The lines to copy are those in the records below that hold the word "mostly".

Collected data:
****************

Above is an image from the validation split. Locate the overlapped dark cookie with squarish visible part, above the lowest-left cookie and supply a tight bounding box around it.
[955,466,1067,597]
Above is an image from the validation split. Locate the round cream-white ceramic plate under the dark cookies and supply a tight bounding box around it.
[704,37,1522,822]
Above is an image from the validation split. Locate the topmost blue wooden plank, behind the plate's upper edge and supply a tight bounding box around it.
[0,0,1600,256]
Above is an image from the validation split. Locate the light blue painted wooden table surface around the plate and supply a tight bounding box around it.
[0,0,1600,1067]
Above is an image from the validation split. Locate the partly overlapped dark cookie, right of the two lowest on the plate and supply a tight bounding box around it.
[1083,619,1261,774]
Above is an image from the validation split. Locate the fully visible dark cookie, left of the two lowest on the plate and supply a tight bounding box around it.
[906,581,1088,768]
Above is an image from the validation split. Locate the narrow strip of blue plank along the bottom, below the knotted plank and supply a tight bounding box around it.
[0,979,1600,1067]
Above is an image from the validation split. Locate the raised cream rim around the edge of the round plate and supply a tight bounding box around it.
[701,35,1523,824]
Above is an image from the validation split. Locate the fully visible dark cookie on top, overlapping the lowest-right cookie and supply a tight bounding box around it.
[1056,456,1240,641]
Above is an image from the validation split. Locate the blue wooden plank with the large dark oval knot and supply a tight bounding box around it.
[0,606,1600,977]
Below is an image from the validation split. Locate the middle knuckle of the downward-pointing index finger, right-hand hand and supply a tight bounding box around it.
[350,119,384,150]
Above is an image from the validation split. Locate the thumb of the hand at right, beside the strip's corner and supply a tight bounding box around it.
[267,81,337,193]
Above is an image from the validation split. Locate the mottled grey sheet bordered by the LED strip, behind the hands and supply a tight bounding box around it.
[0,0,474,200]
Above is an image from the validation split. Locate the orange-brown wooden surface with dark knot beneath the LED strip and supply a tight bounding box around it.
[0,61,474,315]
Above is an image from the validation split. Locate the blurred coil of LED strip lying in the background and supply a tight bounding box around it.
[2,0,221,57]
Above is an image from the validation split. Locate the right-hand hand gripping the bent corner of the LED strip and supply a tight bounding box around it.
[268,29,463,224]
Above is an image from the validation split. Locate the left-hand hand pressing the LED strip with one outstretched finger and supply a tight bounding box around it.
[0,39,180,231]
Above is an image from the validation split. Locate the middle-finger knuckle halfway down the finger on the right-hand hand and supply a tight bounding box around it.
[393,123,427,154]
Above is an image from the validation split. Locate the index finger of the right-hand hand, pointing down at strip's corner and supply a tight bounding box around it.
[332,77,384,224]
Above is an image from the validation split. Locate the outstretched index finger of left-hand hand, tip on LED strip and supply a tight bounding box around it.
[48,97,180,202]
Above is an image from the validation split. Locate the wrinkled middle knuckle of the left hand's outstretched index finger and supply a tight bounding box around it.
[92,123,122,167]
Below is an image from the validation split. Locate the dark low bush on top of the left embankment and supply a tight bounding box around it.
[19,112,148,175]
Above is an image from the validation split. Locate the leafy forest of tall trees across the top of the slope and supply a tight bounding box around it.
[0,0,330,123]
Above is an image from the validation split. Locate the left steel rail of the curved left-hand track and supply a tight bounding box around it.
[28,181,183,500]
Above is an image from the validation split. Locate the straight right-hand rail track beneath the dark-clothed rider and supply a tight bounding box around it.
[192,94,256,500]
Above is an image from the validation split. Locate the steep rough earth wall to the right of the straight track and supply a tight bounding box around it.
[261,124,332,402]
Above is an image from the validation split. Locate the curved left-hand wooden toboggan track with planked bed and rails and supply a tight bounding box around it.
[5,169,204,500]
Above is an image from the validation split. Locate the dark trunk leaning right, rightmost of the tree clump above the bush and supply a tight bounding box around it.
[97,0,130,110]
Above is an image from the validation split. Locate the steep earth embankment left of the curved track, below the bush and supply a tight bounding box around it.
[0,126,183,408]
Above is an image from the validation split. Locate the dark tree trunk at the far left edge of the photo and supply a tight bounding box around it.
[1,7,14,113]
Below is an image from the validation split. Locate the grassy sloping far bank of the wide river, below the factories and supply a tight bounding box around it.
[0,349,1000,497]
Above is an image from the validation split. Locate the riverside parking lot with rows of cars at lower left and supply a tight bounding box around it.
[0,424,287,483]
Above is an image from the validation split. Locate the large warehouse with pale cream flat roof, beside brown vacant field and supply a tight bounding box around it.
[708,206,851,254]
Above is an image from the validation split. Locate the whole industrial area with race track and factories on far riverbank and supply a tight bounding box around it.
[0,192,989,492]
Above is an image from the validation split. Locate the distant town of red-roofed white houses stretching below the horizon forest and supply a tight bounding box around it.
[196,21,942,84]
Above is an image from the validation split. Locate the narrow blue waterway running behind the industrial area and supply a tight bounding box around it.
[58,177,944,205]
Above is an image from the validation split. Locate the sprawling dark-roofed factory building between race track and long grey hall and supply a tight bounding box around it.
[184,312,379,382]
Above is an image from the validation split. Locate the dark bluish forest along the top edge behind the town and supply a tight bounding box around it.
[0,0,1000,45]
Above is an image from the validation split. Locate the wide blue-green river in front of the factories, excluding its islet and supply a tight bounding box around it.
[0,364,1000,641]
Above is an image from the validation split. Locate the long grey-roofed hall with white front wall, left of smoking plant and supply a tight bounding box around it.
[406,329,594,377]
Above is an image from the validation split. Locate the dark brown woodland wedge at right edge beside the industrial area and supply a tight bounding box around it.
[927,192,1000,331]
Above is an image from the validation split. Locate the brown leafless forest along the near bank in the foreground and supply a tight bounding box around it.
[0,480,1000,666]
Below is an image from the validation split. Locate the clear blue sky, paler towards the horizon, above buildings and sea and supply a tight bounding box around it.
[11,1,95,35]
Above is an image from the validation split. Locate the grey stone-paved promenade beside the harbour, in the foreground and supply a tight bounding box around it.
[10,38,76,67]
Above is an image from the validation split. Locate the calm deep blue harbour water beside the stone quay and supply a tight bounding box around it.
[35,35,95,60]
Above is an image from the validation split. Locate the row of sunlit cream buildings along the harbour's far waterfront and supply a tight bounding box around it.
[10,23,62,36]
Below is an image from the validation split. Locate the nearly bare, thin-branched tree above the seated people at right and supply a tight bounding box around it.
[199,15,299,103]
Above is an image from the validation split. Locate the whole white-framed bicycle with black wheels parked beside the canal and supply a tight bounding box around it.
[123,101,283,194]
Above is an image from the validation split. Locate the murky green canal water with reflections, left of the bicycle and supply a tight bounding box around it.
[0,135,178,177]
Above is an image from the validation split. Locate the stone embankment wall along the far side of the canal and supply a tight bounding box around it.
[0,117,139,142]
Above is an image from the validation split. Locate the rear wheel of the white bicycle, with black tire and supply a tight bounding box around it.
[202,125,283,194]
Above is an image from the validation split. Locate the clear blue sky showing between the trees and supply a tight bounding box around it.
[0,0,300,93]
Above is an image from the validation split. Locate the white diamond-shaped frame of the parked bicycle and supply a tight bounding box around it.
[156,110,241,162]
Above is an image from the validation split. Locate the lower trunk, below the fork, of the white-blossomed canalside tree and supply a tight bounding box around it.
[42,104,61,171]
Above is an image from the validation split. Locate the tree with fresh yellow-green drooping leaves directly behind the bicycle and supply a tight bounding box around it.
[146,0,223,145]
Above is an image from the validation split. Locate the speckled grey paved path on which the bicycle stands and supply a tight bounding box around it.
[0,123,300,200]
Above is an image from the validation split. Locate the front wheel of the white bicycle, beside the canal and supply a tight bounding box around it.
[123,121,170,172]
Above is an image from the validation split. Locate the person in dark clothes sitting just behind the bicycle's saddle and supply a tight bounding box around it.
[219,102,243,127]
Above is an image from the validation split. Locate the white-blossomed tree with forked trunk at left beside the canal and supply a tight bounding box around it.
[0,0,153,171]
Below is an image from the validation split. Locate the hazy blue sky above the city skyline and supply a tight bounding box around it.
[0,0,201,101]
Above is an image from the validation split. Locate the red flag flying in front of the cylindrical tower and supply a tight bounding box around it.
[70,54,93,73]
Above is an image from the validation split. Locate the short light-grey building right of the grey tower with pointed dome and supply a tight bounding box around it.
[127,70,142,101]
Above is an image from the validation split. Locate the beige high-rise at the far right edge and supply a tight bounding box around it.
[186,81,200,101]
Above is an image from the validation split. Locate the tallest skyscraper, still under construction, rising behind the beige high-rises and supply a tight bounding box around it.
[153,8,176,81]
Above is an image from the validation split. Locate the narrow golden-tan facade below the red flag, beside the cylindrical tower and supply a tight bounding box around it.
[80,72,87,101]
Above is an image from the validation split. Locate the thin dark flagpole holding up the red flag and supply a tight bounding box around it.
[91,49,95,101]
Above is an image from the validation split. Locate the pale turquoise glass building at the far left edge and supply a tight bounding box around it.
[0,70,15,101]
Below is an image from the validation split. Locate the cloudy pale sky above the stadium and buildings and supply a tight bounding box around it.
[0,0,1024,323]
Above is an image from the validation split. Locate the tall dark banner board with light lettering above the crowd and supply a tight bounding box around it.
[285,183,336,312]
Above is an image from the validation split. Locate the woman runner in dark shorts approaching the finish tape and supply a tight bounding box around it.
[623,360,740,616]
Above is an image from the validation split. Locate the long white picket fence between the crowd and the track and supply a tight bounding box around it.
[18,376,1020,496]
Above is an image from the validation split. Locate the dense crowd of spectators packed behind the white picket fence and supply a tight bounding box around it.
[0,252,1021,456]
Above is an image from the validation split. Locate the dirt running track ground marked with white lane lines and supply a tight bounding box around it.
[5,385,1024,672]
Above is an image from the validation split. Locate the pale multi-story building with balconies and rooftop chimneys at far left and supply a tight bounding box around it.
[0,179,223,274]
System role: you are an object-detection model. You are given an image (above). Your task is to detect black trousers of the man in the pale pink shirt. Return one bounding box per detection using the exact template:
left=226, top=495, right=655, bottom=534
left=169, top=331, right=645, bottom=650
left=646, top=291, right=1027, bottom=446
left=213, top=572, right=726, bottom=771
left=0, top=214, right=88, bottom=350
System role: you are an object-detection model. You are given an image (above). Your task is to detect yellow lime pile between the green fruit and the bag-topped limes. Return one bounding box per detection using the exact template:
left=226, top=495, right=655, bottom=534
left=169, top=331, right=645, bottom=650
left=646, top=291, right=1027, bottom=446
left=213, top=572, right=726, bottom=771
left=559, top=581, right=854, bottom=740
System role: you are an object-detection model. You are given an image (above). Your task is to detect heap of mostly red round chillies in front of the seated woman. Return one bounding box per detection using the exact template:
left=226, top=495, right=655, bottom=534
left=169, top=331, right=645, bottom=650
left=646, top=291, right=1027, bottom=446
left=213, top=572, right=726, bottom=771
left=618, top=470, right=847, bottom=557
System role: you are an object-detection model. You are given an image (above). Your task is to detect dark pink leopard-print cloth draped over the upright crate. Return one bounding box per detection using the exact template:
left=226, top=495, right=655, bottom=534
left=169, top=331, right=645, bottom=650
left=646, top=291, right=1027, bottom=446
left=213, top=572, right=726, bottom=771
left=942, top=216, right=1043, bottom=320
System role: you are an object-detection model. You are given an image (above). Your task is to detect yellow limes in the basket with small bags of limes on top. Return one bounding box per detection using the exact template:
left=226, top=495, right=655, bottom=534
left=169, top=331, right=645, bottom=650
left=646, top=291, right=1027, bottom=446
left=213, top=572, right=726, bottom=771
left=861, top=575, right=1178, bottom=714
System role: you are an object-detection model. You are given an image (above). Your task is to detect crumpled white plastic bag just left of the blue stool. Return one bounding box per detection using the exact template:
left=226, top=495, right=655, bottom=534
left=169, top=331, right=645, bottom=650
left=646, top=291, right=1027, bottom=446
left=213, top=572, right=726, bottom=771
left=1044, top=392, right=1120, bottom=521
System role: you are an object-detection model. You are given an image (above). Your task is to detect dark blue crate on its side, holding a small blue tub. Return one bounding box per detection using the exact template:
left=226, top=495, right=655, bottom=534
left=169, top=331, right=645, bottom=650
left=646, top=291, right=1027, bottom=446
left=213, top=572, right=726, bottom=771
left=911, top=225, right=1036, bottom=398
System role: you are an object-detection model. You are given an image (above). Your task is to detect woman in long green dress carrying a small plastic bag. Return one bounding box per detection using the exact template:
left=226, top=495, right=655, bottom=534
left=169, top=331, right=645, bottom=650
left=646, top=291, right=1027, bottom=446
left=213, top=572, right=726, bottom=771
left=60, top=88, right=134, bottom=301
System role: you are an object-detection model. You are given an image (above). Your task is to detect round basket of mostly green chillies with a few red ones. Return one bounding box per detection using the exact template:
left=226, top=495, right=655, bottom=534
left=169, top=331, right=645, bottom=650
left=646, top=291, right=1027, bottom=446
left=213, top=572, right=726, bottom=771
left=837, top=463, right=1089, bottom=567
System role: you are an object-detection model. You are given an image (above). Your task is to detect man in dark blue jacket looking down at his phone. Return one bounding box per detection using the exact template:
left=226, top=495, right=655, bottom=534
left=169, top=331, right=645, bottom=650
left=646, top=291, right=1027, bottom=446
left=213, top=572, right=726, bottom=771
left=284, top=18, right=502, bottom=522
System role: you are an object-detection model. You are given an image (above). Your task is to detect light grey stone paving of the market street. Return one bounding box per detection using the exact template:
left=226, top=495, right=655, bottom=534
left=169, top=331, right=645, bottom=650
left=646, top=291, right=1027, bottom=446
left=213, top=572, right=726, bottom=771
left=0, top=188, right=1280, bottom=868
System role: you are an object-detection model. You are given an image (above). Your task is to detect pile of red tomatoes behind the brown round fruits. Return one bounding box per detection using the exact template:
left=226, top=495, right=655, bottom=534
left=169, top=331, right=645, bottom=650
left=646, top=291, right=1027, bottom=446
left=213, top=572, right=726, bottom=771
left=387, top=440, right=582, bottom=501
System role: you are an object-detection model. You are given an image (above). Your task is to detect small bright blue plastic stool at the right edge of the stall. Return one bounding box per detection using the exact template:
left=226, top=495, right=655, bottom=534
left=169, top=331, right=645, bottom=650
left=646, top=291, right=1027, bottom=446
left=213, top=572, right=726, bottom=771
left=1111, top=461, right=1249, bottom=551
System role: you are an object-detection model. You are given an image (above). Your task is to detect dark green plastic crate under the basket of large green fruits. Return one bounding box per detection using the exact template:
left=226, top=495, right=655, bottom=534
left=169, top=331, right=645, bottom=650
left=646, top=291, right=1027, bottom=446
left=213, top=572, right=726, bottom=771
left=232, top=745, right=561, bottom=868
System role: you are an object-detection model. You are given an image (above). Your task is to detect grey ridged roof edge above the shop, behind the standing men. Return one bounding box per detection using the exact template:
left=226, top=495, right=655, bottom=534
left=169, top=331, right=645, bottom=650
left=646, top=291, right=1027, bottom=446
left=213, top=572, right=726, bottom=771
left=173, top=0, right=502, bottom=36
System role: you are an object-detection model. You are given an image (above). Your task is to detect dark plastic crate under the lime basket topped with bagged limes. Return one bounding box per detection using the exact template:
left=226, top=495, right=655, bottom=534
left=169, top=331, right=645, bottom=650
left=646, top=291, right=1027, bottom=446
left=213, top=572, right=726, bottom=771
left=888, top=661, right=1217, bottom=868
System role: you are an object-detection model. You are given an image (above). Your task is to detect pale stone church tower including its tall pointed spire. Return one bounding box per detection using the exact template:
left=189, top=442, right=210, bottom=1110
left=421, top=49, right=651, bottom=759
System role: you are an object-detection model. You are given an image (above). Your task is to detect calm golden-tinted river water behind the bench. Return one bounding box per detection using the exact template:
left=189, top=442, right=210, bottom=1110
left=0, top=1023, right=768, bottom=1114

****************

▶ [Reply to the exercise]:
System role: you are an object-detection model. You are given an image (above). Your task is to detect heap of mostly red round chillies in front of the seated woman. Return one bounding box per detection using the exact template:
System role: you are an object-detection model. You are given an image (above). Your task is to detect round basket of mostly green chillies with a few red ones. Return one bounding box per detection using the exact template:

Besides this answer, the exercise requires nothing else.